EXTRACTED RECORDS>

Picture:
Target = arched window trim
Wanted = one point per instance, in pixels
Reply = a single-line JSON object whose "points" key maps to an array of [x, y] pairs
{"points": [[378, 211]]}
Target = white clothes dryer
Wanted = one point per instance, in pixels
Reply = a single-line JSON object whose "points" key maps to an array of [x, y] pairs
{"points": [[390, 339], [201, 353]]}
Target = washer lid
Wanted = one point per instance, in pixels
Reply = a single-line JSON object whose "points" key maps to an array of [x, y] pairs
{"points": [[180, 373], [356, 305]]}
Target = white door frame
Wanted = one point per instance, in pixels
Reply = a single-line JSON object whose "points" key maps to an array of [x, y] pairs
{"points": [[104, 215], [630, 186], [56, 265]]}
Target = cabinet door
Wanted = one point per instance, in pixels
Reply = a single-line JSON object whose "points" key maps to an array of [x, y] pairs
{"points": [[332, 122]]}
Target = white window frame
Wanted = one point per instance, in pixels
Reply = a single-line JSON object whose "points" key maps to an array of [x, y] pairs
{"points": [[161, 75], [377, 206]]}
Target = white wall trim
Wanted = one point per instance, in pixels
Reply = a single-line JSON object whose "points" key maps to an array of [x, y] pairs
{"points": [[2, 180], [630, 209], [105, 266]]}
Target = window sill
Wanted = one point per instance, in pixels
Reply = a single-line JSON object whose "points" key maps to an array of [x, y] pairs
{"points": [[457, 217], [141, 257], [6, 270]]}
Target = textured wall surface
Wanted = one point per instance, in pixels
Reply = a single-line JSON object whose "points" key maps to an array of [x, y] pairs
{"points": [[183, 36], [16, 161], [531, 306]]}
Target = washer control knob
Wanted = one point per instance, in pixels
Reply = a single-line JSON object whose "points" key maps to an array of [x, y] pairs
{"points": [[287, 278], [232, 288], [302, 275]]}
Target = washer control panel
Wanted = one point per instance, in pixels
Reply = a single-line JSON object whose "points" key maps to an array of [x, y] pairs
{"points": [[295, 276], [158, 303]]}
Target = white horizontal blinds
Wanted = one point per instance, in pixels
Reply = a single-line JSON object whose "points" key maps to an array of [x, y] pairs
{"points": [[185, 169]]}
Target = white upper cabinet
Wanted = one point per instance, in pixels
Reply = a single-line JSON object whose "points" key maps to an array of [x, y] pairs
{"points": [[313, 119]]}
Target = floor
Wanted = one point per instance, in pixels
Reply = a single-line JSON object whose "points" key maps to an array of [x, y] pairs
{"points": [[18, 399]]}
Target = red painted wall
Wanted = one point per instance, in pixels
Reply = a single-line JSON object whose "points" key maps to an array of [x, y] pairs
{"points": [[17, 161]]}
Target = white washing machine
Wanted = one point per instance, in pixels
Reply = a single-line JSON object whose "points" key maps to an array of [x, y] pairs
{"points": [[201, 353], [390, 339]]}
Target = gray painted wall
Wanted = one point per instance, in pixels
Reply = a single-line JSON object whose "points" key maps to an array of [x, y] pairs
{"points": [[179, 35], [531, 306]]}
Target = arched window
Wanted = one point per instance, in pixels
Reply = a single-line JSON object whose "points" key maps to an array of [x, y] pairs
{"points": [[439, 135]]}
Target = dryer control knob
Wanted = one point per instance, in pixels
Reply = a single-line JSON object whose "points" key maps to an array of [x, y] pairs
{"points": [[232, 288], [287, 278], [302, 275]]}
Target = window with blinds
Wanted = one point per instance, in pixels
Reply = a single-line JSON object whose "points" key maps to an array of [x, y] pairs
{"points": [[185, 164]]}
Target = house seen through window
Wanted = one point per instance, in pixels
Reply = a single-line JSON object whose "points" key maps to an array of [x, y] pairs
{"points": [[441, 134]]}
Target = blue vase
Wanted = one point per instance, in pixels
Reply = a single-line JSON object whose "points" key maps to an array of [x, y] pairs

REQUIRED WORK>
Transcribe the entries above, every line exactly as it reads.

TASK SOLUTION>
Picture:
Target = arched window trim
Wanted = one point per instance, in pixels
Reply = a single-line JSON object whose "points" key maps to an array of [x, y] pairs
{"points": [[378, 211]]}
Target = white clothes dryer
Wanted = one point per instance, in pixels
Reply = a single-line JSON object whose "points" key maps to an array of [x, y] pairs
{"points": [[390, 339], [201, 353]]}
Target = washer lid
Wanted = one point per instance, in pixels
Reply = a single-line JSON object whose "points" key maps to an array of [x, y] pairs
{"points": [[180, 373], [356, 305]]}
Target = white door frame
Wanted = one point per instance, in pixels
Reply = a single-line JSON object whose "points" key maps to an array of [x, y] pairs
{"points": [[104, 215], [630, 186], [56, 265]]}
Target = cabinet door
Wanted = one point per instance, in pixels
Reply = a single-line JSON object whose "points" key maps to an array of [x, y] pairs
{"points": [[332, 122]]}
Target = white window frame
Wanted = one point per instance, in pixels
Reply = a single-line JSON object whose "points" key maps to an array of [x, y] pairs
{"points": [[161, 75], [377, 206]]}
Target = white wall trim
Wanted = one point per instance, in pixels
Reply = a single-line JSON object whose "points" key maps to an array of [x, y] pairs
{"points": [[2, 180], [630, 209], [105, 266]]}
Target = window sill
Wanted = one point per instance, in pixels
Reply = a single-line JSON object whose "points" key maps to an array of [x, y] pairs
{"points": [[457, 217], [141, 257], [6, 270]]}
Target = textured wall surface
Wanted = one point per instance, in pixels
Reply = a single-line JSON object whose "points" key maps to an array of [x, y] pairs
{"points": [[183, 36], [16, 161], [531, 306]]}
Target = washer control knob
Wanted = one point per instance, in pixels
Reply = a single-line JSON object whose "points" key maps to an array of [x, y] pairs
{"points": [[287, 278], [232, 288], [302, 275]]}
Target = washer control panel
Wanted = one point per instance, in pixels
Reply = a single-line JSON object whose "points" key maps to an array of [x, y] pairs
{"points": [[295, 276], [158, 303]]}
Target = white horizontal blinds
Wanted = one point per instance, in pixels
Reply = a single-line JSON object whose "points" key maps to an array of [x, y] pairs
{"points": [[185, 169]]}
Target = white upper cabinet
Wanted = one point per instance, in pixels
Reply = a single-line JSON object whose "points" key maps to an array of [x, y] pairs
{"points": [[313, 119]]}
Target = floor
Wanted = one point per instance, in pixels
Reply = a single-line JSON object whose "points" key maps to an array of [x, y] pairs
{"points": [[18, 399]]}
Target = red painted wall
Wanted = one point per instance, in pixels
Reply = a single-line JSON object whose "points" key maps to an array of [x, y] pairs
{"points": [[17, 161]]}
Target = white washing machine
Wanted = one point per instance, in pixels
Reply = a single-line JSON object whose "points" key maps to an array of [x, y] pairs
{"points": [[201, 353], [390, 339]]}
Target = gray painted wall
Wanted = one point per instance, in pixels
Reply = a single-line JSON object whose "points" key maps to an array of [x, y] pairs
{"points": [[179, 35], [531, 306]]}
Target = arched window
Wanted = one point per instance, in pixels
Reply = a single-line JSON object whose "points" key maps to an array of [x, y] pairs
{"points": [[439, 135]]}
Target = dryer control knob
Wanted = one point per instance, in pixels
Reply = a single-line JSON object whose "points" key maps to an array of [x, y] pairs
{"points": [[232, 288], [287, 278], [302, 275]]}
Target = window with blinds
Wanted = one point per instance, in pixels
Reply = a single-line JSON object whose "points" key maps to an array of [x, y] pairs
{"points": [[185, 164]]}
Target = house seen through window
Wanted = one point per instance, in pixels
Reply = a single-line JSON object whose "points" key maps to an array of [x, y] pairs
{"points": [[441, 134]]}
Target = blue vase
Wanted = one point per instance, in pixels
Reply = a single-line JSON object whose "points" key maps to an array of [x, y] pairs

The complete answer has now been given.